◆ **Written instruction**: Please rewrite the material from the line containing "Could you provide the mask of every instance of the green" down to the line containing "[[2,3],[2,2],[7,2],[8,0],[0,0],[0,3]]", with "foliage" replaced by "leaves" and everything else left unchanged.

◆ **Recorded data**:

+++

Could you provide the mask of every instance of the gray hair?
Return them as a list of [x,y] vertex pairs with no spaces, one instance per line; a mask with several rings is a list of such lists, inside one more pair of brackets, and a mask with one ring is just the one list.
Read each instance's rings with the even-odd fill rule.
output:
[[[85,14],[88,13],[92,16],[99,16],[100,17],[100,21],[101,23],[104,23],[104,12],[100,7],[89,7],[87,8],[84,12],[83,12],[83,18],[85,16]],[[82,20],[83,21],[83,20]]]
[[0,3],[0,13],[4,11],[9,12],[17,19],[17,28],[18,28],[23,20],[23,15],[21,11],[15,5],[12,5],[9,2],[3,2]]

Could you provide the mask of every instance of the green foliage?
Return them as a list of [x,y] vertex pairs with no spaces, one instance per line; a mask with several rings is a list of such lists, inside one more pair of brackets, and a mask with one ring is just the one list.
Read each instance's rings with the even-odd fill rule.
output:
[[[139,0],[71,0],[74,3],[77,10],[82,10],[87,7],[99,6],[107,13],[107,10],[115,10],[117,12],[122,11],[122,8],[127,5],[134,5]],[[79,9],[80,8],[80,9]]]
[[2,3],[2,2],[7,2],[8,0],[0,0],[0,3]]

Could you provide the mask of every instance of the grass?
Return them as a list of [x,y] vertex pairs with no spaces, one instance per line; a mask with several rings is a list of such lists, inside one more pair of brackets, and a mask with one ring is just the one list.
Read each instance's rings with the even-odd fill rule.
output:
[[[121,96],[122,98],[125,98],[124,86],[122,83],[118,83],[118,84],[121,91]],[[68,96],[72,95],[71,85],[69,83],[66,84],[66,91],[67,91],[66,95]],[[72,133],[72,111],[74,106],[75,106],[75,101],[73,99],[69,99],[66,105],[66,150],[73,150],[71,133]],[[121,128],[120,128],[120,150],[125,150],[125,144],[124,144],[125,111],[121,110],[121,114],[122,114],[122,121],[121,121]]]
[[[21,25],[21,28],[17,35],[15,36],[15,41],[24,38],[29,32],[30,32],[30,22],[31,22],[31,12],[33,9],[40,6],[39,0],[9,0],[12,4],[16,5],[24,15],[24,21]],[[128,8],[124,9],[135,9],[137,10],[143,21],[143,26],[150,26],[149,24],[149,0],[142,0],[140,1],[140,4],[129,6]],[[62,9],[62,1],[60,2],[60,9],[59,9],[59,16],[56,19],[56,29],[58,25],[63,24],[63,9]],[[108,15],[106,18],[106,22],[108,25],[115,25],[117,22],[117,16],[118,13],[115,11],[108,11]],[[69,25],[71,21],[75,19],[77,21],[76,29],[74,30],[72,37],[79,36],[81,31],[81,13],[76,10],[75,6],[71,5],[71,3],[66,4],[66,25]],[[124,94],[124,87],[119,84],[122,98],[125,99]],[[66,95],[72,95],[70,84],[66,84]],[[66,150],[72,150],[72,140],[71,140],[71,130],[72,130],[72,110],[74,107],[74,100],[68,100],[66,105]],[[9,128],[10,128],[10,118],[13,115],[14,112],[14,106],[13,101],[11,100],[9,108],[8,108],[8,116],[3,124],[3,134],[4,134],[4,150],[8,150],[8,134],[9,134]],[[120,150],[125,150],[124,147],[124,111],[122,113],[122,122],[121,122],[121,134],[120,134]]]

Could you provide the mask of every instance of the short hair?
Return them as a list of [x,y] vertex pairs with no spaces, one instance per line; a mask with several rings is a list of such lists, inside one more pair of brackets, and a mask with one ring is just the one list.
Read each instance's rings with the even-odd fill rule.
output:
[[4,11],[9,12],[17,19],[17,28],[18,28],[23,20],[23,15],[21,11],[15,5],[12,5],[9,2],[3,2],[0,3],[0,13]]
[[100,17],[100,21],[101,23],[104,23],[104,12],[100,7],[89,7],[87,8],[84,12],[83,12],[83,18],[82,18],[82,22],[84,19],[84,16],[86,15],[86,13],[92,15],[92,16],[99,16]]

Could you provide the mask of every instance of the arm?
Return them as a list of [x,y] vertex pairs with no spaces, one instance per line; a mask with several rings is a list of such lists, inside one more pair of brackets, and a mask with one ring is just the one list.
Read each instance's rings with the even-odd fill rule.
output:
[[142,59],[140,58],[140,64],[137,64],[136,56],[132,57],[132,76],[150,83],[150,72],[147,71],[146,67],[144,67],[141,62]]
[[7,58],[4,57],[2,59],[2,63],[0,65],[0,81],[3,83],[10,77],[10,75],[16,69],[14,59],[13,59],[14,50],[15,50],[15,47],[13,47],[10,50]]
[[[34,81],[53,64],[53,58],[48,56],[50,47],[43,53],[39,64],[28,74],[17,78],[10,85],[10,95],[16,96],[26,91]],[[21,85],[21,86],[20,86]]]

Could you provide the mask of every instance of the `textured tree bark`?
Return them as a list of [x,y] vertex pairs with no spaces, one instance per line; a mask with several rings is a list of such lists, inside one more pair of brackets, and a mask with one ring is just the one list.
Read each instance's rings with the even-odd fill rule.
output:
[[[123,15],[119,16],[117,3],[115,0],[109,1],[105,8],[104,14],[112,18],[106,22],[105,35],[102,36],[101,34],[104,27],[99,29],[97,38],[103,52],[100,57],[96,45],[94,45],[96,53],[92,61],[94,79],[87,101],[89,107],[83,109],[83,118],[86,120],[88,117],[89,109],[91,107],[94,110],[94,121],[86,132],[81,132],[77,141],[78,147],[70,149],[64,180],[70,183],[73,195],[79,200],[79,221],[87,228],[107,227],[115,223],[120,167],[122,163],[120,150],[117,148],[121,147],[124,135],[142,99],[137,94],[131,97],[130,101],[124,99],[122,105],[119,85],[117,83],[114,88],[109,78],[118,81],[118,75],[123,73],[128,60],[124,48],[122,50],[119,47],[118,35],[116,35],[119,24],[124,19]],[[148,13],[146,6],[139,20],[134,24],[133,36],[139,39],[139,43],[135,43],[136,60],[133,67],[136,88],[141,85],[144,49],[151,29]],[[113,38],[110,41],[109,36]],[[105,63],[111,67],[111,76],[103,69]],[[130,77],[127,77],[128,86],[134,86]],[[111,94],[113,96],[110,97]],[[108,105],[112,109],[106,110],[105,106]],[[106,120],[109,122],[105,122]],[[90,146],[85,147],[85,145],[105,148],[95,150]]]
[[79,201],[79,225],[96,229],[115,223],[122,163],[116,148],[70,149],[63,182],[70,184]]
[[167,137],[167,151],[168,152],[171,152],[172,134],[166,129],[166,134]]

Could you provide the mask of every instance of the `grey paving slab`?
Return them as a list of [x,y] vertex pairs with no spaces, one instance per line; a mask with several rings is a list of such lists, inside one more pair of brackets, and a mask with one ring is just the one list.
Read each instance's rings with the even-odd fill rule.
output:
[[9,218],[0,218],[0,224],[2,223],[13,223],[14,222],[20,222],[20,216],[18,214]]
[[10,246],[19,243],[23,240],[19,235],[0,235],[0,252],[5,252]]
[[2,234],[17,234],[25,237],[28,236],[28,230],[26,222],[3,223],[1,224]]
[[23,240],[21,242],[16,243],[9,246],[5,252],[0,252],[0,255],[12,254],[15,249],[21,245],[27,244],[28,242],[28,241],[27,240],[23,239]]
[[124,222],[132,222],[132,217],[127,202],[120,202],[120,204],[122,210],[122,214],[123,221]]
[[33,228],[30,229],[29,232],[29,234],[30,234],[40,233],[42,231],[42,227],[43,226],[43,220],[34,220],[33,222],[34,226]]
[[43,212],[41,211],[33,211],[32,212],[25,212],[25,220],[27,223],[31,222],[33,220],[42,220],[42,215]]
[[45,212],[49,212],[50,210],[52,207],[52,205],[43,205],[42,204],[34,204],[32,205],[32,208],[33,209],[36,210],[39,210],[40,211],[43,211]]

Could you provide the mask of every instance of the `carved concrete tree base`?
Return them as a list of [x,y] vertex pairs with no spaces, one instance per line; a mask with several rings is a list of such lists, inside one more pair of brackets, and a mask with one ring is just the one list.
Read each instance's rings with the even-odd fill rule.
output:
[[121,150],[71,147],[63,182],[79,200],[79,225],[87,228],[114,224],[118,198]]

+++

◆ **Solution**:
Could you provide the mask of every instance of the green leaves?
Return them as a list of [x,y] vertex pairs with no spaces, one instance per line; a mask with several rings is a list of such lists, inside one more pair of brackets, and a mask with one ring is just the one list.
Read each instance's rings with the even-odd fill rule.
output:
[[[139,0],[71,0],[74,3],[77,10],[82,10],[87,7],[99,6],[107,13],[107,10],[115,10],[117,12],[122,11],[122,8],[127,5],[134,5]],[[79,9],[80,8],[80,9]]]
[[2,3],[2,2],[7,2],[8,0],[0,0],[0,3]]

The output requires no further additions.